(A run of records)
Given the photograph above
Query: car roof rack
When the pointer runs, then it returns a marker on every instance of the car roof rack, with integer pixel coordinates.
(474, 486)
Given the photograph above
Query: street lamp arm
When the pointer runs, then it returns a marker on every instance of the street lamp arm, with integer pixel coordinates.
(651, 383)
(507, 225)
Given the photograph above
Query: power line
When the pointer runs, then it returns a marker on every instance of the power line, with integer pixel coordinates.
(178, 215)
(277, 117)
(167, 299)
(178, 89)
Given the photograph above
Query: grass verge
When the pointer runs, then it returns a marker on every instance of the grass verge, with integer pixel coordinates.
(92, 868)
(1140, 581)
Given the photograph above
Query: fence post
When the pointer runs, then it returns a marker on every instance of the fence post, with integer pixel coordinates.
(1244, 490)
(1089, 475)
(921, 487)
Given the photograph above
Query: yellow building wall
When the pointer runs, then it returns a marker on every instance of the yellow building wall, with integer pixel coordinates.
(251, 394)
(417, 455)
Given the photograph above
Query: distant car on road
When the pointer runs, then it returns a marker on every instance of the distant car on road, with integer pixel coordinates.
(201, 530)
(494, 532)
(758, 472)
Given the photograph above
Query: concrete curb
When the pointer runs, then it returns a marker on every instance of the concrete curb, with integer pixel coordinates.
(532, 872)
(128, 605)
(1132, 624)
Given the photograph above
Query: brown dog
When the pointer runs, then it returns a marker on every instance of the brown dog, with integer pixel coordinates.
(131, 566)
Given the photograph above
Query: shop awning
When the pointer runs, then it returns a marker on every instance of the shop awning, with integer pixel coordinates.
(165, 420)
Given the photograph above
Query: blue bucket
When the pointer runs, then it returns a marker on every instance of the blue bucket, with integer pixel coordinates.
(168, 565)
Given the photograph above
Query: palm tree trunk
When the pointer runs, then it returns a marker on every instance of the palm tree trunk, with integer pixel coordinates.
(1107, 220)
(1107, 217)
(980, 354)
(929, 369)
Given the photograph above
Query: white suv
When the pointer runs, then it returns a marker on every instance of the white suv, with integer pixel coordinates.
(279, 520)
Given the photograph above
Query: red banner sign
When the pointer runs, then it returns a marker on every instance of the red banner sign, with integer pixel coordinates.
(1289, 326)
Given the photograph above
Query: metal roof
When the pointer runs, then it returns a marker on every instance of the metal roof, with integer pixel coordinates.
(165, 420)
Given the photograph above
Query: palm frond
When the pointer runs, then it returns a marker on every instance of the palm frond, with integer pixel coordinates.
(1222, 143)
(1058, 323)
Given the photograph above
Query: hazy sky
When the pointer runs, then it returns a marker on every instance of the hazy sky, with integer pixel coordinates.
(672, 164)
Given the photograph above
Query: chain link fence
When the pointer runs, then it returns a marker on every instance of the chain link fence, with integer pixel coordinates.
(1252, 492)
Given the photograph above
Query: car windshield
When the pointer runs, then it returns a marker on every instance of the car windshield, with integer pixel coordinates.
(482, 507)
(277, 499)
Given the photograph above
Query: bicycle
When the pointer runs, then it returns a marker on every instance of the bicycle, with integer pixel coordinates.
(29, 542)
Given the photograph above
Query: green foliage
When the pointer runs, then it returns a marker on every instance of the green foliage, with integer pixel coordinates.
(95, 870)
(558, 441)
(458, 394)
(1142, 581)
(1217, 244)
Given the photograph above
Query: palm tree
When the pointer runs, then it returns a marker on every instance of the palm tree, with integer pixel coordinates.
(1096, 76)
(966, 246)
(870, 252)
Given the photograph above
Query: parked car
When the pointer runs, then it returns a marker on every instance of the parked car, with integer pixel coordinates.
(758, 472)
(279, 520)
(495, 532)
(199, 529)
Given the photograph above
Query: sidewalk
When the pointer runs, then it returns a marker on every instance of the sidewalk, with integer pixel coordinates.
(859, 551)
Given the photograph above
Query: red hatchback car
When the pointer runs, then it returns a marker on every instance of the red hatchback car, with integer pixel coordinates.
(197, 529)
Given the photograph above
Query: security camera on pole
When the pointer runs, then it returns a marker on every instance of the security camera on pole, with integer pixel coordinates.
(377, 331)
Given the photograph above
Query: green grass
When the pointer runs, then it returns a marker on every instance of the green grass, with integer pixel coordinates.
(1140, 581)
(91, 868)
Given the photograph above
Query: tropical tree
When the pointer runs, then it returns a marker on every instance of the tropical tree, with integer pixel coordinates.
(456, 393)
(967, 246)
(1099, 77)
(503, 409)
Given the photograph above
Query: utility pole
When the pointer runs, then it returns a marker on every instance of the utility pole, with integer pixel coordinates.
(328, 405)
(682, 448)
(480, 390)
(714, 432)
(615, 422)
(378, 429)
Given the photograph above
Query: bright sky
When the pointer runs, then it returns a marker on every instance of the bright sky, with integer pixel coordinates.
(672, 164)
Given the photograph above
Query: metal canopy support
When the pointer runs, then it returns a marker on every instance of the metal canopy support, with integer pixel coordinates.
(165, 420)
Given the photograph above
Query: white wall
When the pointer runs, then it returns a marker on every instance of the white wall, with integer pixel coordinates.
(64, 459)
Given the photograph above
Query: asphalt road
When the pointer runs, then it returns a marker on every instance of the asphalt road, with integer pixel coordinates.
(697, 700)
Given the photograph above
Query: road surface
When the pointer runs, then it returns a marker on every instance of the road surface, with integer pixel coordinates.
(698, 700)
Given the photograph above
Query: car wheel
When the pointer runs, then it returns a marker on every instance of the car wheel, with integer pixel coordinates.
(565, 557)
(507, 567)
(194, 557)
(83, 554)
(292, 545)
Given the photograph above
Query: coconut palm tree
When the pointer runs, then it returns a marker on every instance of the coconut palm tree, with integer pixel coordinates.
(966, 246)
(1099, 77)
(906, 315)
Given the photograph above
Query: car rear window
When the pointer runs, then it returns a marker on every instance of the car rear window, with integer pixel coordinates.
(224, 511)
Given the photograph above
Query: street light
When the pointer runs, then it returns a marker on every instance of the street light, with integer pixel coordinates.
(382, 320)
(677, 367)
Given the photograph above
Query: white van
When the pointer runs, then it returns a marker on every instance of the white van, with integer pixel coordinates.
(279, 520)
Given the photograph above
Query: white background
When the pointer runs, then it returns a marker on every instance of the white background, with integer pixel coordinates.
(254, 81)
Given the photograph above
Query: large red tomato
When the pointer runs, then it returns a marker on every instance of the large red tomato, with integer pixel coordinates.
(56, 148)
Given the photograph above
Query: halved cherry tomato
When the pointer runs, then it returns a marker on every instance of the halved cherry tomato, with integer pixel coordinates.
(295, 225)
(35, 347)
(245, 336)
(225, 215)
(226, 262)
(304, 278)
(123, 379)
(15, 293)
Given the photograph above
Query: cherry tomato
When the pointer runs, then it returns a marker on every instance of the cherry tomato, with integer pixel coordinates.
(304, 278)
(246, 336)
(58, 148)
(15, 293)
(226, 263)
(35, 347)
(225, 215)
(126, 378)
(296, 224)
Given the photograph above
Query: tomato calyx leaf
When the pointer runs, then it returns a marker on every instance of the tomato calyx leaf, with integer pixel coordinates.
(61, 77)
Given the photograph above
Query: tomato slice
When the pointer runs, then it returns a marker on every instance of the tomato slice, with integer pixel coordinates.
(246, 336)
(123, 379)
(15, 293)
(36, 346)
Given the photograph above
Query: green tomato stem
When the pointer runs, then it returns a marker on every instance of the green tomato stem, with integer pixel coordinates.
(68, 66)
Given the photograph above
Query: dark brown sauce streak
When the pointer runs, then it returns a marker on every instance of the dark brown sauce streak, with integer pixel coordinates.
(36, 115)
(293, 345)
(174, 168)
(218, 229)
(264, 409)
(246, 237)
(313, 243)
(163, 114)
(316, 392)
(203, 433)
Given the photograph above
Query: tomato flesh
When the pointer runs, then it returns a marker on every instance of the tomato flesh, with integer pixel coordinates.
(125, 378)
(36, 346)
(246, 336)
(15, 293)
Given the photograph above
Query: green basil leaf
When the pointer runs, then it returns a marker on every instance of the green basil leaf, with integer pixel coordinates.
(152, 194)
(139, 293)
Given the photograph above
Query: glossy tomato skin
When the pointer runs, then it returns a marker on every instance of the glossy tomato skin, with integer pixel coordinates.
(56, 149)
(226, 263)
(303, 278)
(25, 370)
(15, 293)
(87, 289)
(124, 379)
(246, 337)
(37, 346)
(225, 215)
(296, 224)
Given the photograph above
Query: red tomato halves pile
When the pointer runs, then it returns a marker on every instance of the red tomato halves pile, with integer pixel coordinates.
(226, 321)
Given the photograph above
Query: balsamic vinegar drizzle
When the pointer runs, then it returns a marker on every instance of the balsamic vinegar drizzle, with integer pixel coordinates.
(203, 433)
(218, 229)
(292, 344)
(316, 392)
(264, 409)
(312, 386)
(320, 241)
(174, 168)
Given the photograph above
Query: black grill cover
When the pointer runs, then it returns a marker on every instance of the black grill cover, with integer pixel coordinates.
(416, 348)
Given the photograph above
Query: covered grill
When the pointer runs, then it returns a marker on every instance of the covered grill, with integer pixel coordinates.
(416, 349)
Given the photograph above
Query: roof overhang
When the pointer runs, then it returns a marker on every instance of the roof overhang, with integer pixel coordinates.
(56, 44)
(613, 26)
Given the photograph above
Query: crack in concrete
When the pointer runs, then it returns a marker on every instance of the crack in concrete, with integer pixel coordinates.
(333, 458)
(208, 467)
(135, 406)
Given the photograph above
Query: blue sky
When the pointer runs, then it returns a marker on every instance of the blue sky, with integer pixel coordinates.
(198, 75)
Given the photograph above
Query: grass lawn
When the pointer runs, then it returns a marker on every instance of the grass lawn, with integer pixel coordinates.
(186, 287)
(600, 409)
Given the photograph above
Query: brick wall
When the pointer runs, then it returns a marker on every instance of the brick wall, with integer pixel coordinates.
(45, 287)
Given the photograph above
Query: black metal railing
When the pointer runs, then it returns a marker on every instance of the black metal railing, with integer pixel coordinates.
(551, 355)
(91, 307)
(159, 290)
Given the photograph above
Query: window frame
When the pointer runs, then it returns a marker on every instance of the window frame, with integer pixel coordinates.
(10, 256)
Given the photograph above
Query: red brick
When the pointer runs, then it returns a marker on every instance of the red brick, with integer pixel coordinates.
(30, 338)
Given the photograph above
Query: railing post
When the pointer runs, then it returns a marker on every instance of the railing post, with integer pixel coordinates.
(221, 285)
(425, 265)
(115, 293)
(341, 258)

-- The task --
Pull out every row above that contains the string "frame", and list each one in full.

-- Output of the task --
Query: window frame
When the pointer runs, then it returns a marker on every instance of the window frame, with integer pixel coordinates.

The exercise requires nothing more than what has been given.